According to the passage about COSMOS, "Odyssey" and ALTERED STATES, under what title did Marvel's answer magazine finally launch in 1980?

**** Passage to read

COSMOS: A Personal Voyage (1980)

Arthur C. Clarke was the go-to science communicator for television, but was gradually eclipsed by Carl Sagan. This maxi-series covering the micro- and macrocosmic was the most-watched PBS show ever for the entire decade following.



The announcement! (June, 1979)

The retraction. (August, 1979)

Epic #17 (April, 1983)

'Odyssey' magazine

When the French adult Fantasy magazine "Metal Hurlant" was repackaged in the USA as "Heavy Metal", it jumpstarted everyone.

Particularly Stan Lee, who hyped Marvel’s upcoming answer mag, "Odyssey", for months in his comics column. To his grinning chagrin, the name was already taken, and they finally launched in 1980 as "Epic Illustrated" instead. This later led to their adult line of creator-owned series, Epic Comics.




ALTERED STATES (1980)

Now that it's been internalized into culture, aspects of 2001 now abstract quietly into other stories.

Enfante terrible Ken Russell (TOMMY) teamed with Oscar-winning screenwriter Paddy Chayefsky (NETWORK) for this surreal interior odyssey. They fell out and Paddy threw a pseudonym on, but this is still one of the most startling and cerebral films of the decade.

********
**** Records supplied

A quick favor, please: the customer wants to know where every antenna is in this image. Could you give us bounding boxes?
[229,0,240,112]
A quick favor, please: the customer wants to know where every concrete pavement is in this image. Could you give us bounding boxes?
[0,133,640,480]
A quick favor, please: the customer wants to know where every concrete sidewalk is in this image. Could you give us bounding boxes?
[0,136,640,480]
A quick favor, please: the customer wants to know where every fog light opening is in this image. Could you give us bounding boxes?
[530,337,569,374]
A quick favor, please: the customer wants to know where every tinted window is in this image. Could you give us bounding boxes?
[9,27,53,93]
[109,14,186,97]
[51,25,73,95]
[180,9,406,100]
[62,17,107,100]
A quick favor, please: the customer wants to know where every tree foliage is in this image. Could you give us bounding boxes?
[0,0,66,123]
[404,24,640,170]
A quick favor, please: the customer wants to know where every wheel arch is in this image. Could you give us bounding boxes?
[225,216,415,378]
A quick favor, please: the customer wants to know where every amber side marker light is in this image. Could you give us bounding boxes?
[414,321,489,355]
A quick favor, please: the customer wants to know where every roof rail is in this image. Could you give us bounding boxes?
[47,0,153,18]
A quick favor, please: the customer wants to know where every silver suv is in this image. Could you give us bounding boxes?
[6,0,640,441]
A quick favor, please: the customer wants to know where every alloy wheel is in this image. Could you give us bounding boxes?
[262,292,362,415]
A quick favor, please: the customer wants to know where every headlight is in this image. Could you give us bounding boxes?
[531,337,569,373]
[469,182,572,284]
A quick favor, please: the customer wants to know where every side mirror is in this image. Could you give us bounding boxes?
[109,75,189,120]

********
**** Records supplied

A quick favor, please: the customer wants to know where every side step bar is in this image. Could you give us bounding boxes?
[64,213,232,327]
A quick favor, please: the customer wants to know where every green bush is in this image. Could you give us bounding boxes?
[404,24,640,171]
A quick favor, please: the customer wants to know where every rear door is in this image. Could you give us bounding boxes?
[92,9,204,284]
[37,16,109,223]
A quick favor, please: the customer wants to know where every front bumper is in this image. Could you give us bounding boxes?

********

Response: "Epic Illustrated"